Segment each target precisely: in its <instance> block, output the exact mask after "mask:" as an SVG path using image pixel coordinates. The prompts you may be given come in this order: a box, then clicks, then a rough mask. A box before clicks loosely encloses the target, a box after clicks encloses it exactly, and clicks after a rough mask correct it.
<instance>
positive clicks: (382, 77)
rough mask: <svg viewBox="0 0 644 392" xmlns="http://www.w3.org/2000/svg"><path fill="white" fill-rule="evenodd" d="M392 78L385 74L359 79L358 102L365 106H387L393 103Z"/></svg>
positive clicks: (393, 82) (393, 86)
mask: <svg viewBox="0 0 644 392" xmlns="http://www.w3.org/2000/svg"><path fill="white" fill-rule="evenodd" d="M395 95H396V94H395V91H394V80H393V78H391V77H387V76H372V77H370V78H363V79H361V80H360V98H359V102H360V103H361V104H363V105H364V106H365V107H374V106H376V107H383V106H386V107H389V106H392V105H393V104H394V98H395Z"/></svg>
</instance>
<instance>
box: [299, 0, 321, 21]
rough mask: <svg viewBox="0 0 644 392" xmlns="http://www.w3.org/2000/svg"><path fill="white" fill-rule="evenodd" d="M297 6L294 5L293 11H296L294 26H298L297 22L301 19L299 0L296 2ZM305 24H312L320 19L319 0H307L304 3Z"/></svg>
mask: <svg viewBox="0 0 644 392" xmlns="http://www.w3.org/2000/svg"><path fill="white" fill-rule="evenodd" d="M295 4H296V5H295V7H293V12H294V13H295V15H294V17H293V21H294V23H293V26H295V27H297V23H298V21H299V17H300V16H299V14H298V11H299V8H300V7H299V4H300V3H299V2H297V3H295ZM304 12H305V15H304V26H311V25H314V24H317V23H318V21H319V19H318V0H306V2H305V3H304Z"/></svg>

#### Task to carry out
Rewrite all of the records above, replacing every "rough mask" with "coarse mask" and leaving everything else unchanged.

#### Answer box
Segment each target precisely: in its <instance> block, output the exact mask after "mask:" as an SVG path using image pixel coordinates. The prompts you may be given come in this order: a box, then clicks, then a coarse mask. A box before clicks loosely encloses the target, a box after clicks encloses it exactly, and clicks after a coarse mask correct it.
<instance>
positive clicks: (382, 77)
coarse mask: <svg viewBox="0 0 644 392" xmlns="http://www.w3.org/2000/svg"><path fill="white" fill-rule="evenodd" d="M392 78L385 74L359 79L358 102L365 106H387L393 103Z"/></svg>
positive clicks: (393, 82) (393, 86)
mask: <svg viewBox="0 0 644 392" xmlns="http://www.w3.org/2000/svg"><path fill="white" fill-rule="evenodd" d="M395 95H396V94H395V91H394V80H393V78H391V77H387V76H372V77H370V78H363V79H361V80H360V98H359V102H360V103H361V104H363V105H364V106H365V107H374V106H376V107H383V106H386V107H389V106H392V105H393V104H394V98H395Z"/></svg>
</instance>
<instance>
box: [299, 0, 321, 21]
coarse mask: <svg viewBox="0 0 644 392" xmlns="http://www.w3.org/2000/svg"><path fill="white" fill-rule="evenodd" d="M297 6L294 5L293 11H296L294 26H298L297 22L301 19L299 0L296 2ZM305 24H312L320 19L319 0H307L304 3Z"/></svg>
mask: <svg viewBox="0 0 644 392" xmlns="http://www.w3.org/2000/svg"><path fill="white" fill-rule="evenodd" d="M295 4H296V5H295V7H293V12H294V13H295V15H294V17H293V21H294V23H293V26H295V27H297V23H298V21H299V17H300V16H299V14H298V11H299V8H300V7H299V4H300V3H299V2H297V3H295ZM304 12H305V15H304V26H311V25H314V24H317V23H318V21H319V19H318V0H306V2H305V3H304Z"/></svg>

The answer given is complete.